══ Records for this task

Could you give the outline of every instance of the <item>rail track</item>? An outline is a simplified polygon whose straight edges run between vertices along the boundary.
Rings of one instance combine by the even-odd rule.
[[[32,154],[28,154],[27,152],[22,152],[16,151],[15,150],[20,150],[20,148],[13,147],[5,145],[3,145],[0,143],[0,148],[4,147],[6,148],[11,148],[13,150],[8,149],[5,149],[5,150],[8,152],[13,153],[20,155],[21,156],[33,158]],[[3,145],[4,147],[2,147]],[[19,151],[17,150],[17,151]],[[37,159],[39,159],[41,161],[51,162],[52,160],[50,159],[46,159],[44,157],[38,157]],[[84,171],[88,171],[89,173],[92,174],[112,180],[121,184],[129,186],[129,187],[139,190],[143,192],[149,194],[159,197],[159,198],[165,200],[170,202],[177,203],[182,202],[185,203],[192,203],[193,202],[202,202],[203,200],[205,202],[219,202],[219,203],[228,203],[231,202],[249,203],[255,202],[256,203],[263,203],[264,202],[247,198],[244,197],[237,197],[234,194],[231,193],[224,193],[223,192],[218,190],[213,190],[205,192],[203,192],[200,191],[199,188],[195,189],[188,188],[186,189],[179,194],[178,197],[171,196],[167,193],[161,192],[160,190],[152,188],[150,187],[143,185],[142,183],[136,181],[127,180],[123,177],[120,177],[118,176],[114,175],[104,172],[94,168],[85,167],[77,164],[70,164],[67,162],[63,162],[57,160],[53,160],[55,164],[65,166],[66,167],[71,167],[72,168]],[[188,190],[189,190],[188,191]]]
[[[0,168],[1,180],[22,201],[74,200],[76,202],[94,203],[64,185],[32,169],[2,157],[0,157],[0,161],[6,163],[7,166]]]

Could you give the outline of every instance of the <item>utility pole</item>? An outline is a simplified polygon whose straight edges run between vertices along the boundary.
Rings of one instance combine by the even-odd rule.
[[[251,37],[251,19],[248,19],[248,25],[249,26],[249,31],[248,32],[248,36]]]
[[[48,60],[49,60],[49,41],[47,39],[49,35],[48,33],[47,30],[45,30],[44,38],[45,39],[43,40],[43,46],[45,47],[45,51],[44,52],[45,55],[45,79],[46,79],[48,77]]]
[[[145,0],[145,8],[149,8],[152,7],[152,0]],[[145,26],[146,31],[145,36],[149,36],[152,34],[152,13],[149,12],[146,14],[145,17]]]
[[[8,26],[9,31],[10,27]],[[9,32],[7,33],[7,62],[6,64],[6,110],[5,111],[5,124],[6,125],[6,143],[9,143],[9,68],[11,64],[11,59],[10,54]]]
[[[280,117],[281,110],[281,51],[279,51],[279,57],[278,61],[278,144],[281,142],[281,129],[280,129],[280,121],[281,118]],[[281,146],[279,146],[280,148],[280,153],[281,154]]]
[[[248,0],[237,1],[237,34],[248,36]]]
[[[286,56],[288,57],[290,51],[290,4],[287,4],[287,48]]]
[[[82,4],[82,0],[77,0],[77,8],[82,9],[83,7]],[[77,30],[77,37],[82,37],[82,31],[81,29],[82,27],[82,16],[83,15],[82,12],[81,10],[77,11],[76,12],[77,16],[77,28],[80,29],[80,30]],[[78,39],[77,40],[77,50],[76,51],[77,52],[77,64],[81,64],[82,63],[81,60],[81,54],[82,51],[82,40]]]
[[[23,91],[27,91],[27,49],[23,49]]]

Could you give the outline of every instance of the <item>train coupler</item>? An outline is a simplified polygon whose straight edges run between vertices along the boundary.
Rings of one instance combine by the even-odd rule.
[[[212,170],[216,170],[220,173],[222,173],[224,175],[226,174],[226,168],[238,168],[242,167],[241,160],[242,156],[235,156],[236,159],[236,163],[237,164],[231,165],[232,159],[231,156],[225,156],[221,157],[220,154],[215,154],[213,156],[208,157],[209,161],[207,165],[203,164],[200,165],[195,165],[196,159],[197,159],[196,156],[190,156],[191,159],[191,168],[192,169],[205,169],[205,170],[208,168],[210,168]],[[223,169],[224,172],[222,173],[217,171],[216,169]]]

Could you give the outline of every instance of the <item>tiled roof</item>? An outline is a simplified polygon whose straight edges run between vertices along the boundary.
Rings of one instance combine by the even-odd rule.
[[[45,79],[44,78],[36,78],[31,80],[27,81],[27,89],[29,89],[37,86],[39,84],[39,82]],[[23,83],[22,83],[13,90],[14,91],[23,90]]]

════

Do this:
Copy the lines above word for word.

Solved problem:
Could you give the outline of every instance of the <item>rail track</item>? An outline is a simplified polygon whose straight edges run between vertices along the boundary.
Rings of one instance combine by the even-odd rule.
[[[32,154],[28,154],[27,152],[22,152],[16,151],[15,150],[20,150],[20,148],[13,147],[5,145],[3,145],[0,143],[0,148],[4,147],[6,148],[11,148],[13,150],[8,149],[5,149],[5,150],[8,152],[13,153],[20,155],[21,156],[33,158]],[[3,145],[4,147],[2,147]],[[19,151],[17,150],[17,151]],[[37,159],[39,159],[41,161],[51,162],[52,160],[50,159],[46,159],[44,157],[38,157]],[[84,171],[88,171],[89,173],[92,174],[112,180],[121,184],[129,186],[129,187],[139,190],[143,192],[149,194],[159,197],[159,198],[165,200],[170,202],[177,203],[182,202],[185,203],[192,203],[193,202],[202,202],[203,200],[205,202],[219,202],[219,203],[228,203],[231,202],[249,203],[255,202],[256,203],[263,203],[264,202],[247,198],[244,197],[237,197],[234,194],[231,193],[224,193],[223,192],[218,190],[213,190],[205,192],[203,192],[200,191],[199,188],[195,189],[188,188],[186,189],[179,194],[178,197],[171,196],[167,193],[161,192],[160,190],[152,188],[150,187],[143,185],[142,183],[136,181],[127,180],[123,177],[120,177],[118,176],[114,175],[104,172],[94,168],[85,167],[77,164],[70,164],[67,162],[63,162],[57,160],[53,160],[55,164],[65,166],[66,167],[71,167],[72,168]],[[188,190],[189,190],[188,191]]]
[[[0,168],[1,180],[22,201],[74,200],[76,202],[94,203],[64,185],[32,169],[2,157],[0,157],[0,161],[6,163],[7,166]]]

Could you give the outline of every instance of the <item>utility pole</item>? An outline is a simplified polygon whose straight edges run between vertices along the boundary.
Rings of one instance combine by the even-odd rule.
[[[251,37],[251,19],[248,19],[248,25],[249,26],[249,31],[248,32],[248,36]]]
[[[48,60],[49,60],[49,41],[47,39],[49,35],[48,33],[47,30],[45,30],[44,38],[45,39],[43,40],[43,46],[45,47],[45,51],[44,52],[45,55],[45,79],[46,79],[48,77]]]
[[[145,0],[145,8],[149,8],[152,7],[152,0]],[[145,26],[146,31],[145,36],[149,36],[152,34],[152,13],[149,12],[146,14],[145,17]]]
[[[8,26],[9,31],[10,27]],[[9,32],[7,33],[7,62],[6,64],[6,110],[5,111],[5,124],[6,125],[6,143],[9,143],[9,68],[11,64],[11,59],[10,54]]]
[[[280,117],[281,110],[281,51],[279,51],[279,57],[278,61],[278,144],[281,142],[281,129],[280,129],[280,121],[281,118]],[[281,146],[279,146],[280,148],[280,153],[281,154]]]
[[[248,0],[237,1],[237,34],[248,36]]]
[[[286,56],[288,57],[290,51],[290,4],[287,4],[287,48]]]
[[[82,4],[82,0],[77,0],[77,8],[82,9],[83,7]],[[77,30],[77,37],[82,37],[82,31],[81,29],[82,27],[82,16],[83,15],[82,12],[81,10],[77,11],[76,12],[77,16],[77,28],[80,29],[80,30]],[[78,39],[77,40],[77,50],[76,51],[77,52],[77,64],[81,64],[82,63],[81,60],[81,54],[82,51],[82,40]]]
[[[23,91],[27,91],[27,49],[23,49]]]

Could you give the outline of every instance of the <item>train coupler</item>? An outline is a simplified polygon whose straight edges run between vertices along the boundary.
Rings of one instance combine by the even-odd rule.
[[[212,170],[216,170],[220,173],[222,173],[224,175],[226,174],[226,168],[238,168],[242,167],[241,160],[242,156],[235,156],[236,159],[236,163],[237,164],[231,165],[232,159],[231,156],[225,156],[221,157],[220,154],[215,154],[213,156],[208,157],[209,161],[207,165],[203,164],[200,165],[195,165],[196,159],[197,159],[196,156],[190,156],[191,159],[191,168],[192,169],[205,169],[205,170],[208,168],[210,168]],[[223,169],[224,172],[222,173],[217,171],[216,169]]]

Could you give the outline of every instance of the <item>tiled roof</item>? An outline is a simplified polygon whose straight edges run between vertices along the boundary.
Rings of one instance combine by the even-odd rule.
[[[45,79],[44,78],[36,78],[31,80],[27,81],[27,89],[29,89],[37,86],[39,84],[39,82]],[[23,83],[22,83],[13,90],[14,91],[23,90]]]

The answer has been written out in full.